## Request
Return the lines below unchanged, starting with the line that contains "Circle overhanging branch." and continuing through the final line.

[Stored records]
:::::

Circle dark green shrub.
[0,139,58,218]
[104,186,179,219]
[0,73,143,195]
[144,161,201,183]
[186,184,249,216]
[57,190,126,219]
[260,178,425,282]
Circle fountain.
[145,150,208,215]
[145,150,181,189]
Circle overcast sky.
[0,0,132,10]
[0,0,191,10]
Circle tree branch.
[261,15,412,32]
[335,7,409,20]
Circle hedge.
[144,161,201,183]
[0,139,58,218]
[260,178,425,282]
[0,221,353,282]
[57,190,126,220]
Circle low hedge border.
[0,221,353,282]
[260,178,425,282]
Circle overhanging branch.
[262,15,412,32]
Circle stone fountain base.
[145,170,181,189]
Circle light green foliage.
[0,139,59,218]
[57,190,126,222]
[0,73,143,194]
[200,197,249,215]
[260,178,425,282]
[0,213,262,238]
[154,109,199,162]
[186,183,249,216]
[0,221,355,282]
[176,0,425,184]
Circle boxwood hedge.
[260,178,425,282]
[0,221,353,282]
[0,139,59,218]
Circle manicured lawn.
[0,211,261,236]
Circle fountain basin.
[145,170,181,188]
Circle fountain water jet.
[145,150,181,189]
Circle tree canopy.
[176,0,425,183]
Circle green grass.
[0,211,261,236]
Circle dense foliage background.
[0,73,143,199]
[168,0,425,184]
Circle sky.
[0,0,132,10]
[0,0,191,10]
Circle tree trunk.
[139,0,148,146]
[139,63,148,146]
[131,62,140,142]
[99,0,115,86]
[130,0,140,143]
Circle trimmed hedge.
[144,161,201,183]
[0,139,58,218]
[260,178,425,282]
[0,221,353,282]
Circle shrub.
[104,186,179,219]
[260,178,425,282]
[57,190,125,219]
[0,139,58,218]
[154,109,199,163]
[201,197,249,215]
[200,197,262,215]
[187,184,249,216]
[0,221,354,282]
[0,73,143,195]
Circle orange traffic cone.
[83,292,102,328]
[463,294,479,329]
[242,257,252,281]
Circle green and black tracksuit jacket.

:::::

## Written response
Circle overhanging branch.
[262,15,412,32]
Circle stone fountain base.
[145,170,181,189]
Circle light green foliage.
[0,139,59,218]
[57,190,126,222]
[0,73,143,194]
[200,197,249,215]
[260,178,425,282]
[0,213,262,238]
[154,109,199,162]
[186,183,249,216]
[0,221,355,282]
[176,0,425,184]
Circle boxwood hedge.
[260,178,425,282]
[0,221,353,282]
[0,139,59,218]
Circle manicured lawn.
[0,211,261,236]
Circle fountain basin.
[145,170,181,188]
Circle fountain water jet.
[145,150,181,189]
Circle tree canopy.
[176,0,425,183]
Circle green grass.
[0,211,261,236]
Circle dense foliage background.
[0,73,143,199]
[168,0,425,184]
Circle sky.
[0,0,132,10]
[0,0,191,10]
Circle tree trunk.
[139,0,148,146]
[139,63,148,146]
[131,62,140,142]
[99,0,115,86]
[130,0,140,143]
Circle trimmed hedge.
[144,161,201,183]
[0,139,58,218]
[260,178,425,282]
[0,221,353,282]
Circle shrub.
[104,186,179,219]
[260,178,425,282]
[57,190,125,219]
[0,139,58,218]
[154,109,199,163]
[201,197,249,215]
[200,197,262,215]
[187,184,249,216]
[0,221,354,282]
[0,73,143,195]
Circle orange traffic cone.
[83,292,102,328]
[463,294,479,329]
[242,257,252,281]
Circle green and black tracksuit jacket.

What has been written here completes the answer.